##### Textauszug #####

Lautes Juchzen weckt mich aus meinem Tagtraum. Die Kinder hüpfen auf ihren Sitzen herum, grinsen sich frech an, werfen mit Bonbonpapier nach sich oder strecken sich die Zungen raus. Maria rollt einmal genervt mit ihren hübschen dunklen Augen. Sie wird mit Fragen rund um das Bahnfahren regelrecht bombardiert.
„Maria, warum ruckelt das so?“
„Duhu, Maria? Warum setzt sich der Mann nicht hin? Hier sind doch Plätze frei!“
„Mariaaaaaa? Warum macht der Zug immer so ein Getute, wenn der losfährt?“
Et cetera perge perge.

Die junge Frau versucht jede Frage so gut wie möglich zu beantworten, doch bei einer Frage gibt sich der Sechsjährige so gar nicht zufrieden.

#####

◆ **Aufgaben**:
1) Beantworte kurz diese Fragen zum Textauszug:
(a) Womit werfen die Kinder nacheinander?
(b) Wie werden Marias Augen beschrieben?
(c) Wie alt ist das Kind, das mit einer Antwort gar nicht zufrieden ist?
2) Schreib aus dem Textauszug wortgetreu ab, was von „Lautes Juchzen weckt“ bis einschließlich „Bahnfahren regelrecht bombardiert.“ steht.
Die Datensätze haben hiermit nichts zu tun.

##### Vorliegende Datensätze #####

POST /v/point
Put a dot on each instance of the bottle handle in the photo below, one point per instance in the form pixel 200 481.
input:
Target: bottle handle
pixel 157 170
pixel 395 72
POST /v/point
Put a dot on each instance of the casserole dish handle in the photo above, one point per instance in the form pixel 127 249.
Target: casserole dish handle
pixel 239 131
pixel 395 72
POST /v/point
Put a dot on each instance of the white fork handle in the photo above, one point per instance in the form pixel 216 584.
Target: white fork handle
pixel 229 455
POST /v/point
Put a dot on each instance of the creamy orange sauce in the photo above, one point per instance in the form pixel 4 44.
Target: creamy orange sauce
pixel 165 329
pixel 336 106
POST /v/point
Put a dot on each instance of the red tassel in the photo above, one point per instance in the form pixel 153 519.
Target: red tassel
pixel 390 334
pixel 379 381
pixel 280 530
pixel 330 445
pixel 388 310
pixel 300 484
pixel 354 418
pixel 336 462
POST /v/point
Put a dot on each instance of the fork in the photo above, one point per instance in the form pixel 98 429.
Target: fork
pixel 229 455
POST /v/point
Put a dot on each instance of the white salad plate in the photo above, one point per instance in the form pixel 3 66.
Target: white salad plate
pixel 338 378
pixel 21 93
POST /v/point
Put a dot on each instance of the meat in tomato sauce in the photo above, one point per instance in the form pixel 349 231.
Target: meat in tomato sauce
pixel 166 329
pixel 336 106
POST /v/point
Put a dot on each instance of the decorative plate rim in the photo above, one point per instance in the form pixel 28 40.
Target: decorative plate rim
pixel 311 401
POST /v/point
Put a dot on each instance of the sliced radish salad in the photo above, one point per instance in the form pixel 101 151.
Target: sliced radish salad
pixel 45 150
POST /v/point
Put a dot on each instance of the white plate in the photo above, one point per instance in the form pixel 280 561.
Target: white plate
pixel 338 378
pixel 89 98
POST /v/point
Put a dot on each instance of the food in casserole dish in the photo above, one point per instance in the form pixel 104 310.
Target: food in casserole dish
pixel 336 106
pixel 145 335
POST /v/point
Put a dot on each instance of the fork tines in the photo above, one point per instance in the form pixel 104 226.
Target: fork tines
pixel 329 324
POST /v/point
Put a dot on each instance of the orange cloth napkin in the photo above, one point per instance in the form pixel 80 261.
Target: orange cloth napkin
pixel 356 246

#####

◆ **Erwartete Antworten**:
1)
(a) Mit Bonbonpapier.
(b) Als hübsch und dunkel.
(c) Sechs Jahre.

2)
Lautes Juchzen weckt mich aus meinem Tagtraum. Die Kinder hüpfen auf ihren Sitzen herum, grinsen sich frech an, werfen mit Bonbonpapier nach sich oder strecken sich die Zungen raus. Maria rollt einmal genervt mit ihren hübschen dunklen Augen. Sie wird mit Fragen rund um das Bahnfahren regelrecht bombardiert.